Stated exercise —
Put every line of the items below into a Markdown table with the columns "Row" and "Line", numbering the rows in order and leaving out blank lines.

------ Dataset content

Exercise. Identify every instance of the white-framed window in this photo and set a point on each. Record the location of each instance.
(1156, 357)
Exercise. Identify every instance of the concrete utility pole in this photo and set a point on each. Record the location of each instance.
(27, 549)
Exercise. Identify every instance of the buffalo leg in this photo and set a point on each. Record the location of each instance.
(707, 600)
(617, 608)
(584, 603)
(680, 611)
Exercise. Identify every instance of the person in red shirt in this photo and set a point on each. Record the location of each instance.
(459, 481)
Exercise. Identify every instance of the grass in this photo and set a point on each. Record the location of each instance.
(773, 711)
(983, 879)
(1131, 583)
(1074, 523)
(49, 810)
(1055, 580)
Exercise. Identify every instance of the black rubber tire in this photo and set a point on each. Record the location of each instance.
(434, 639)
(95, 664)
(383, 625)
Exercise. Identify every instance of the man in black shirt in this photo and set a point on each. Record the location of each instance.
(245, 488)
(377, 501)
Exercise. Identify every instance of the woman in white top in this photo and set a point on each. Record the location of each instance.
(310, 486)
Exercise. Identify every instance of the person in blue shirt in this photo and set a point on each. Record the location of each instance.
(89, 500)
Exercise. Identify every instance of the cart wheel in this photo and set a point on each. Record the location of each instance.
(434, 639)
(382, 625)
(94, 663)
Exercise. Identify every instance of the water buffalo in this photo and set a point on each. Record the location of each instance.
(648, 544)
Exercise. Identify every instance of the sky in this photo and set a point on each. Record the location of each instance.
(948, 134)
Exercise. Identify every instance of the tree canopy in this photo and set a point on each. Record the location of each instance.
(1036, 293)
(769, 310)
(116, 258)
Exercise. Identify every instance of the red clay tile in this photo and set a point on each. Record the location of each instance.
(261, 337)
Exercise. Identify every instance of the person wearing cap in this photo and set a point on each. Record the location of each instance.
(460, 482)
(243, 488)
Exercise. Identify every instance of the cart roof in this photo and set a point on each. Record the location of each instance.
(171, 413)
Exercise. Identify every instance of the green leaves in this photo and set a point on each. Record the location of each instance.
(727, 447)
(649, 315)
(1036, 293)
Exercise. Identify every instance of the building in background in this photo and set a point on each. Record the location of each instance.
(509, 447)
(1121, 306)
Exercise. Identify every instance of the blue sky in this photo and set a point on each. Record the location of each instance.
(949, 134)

------------

Result for this exercise —
| Row | Line |
|---|---|
| 1 | Exercise. Identify every instance of the white-framed window in this photo and set a point on each. Record the location of each instance. |
| 2 | (1156, 357) |
| 3 | Exercise. Identify every instance of the concrete utility pole in this photo and set a point on each. Record the location of each instance. |
| 4 | (27, 549) |
| 5 | Exercise. Identify every instance of the buffalo leg in this photo and set a point on each. Record the location of each instance. |
| 6 | (707, 600) |
| 7 | (617, 608) |
| 8 | (584, 603) |
| 9 | (680, 611) |
| 10 | Exercise. Identify every instance of the person in red shirt in this photo and set a point on each. Record the location of each instance. |
| 11 | (459, 481) |
| 12 | Exercise. Identify every instance of the grass in this photo and set a point on each. Record the location of each instance. |
| 13 | (773, 711) |
| 14 | (983, 879) |
| 15 | (1131, 583) |
| 16 | (1074, 523) |
| 17 | (49, 810) |
| 18 | (1055, 580) |
| 19 | Exercise. Identify every instance of the black rubber tire in this photo and set a point on each. Record the location of each instance. |
| 20 | (434, 639) |
| 21 | (95, 664) |
| 22 | (383, 625) |
| 23 | Exercise. Identify every instance of the man in black shirt in this photo and set a point on each. Record the location of each instance. |
| 24 | (245, 488) |
| 25 | (377, 501) |
| 26 | Exercise. Identify every instance of the woman in white top in this photo and set a point on each. Record the location of each instance. |
| 27 | (310, 486) |
| 28 | Exercise. Identify every instance of the person in blue shirt in this photo and set a point on each. Record the location of each instance. |
| 29 | (89, 500) |
| 30 | Exercise. Identify every instance of the cart wheel in this photo and set a point on each. Record the location of each instance. |
| 31 | (434, 639) |
| 32 | (382, 625) |
| 33 | (94, 663) |
| 34 | Exercise. Identify every instance of the water buffalo in this photo and set a point on each. Record the location of each instance. |
| 35 | (648, 544) |
| 36 | Exercise. Identify every instance of the sky in this photo and set a point on each. Record the location of each instance. |
| 37 | (948, 134) |
| 38 | Exercise. Identify every instance of the tree canopy in this photo and set a point on each. Record the location of each instance. |
| 39 | (1036, 293) |
| 40 | (769, 310) |
| 41 | (116, 258) |
| 42 | Exercise. Identify every instance of the red clay tile in this photo and set a point on each. Record the location of each instance. |
| 43 | (261, 337) |
| 44 | Exercise. Identify every instance of the person wearing cap in this photo and set a point on each. Record the location of each instance. |
| 45 | (460, 482) |
| 46 | (243, 488) |
| 47 | Exercise. Identify every instance of the cart roof in this photo and set a point on each. Record the location of each instance. |
| 48 | (171, 413) |
| 49 | Exercise. Identify every instance of the green leaves in this photo and set a point on each. Record the location of each instance. |
| 50 | (727, 447) |
| 51 | (649, 315) |
| 52 | (1036, 293) |
| 53 | Exercise. Identify every instance of the building in background in this photo and set a point on each. Record the location of each instance. |
| 54 | (509, 447) |
| 55 | (1121, 306) |
| 56 | Exercise. Identify every instance of the blue sky in this photo and set a point on each. Record the location of each instance. |
| 57 | (949, 134) |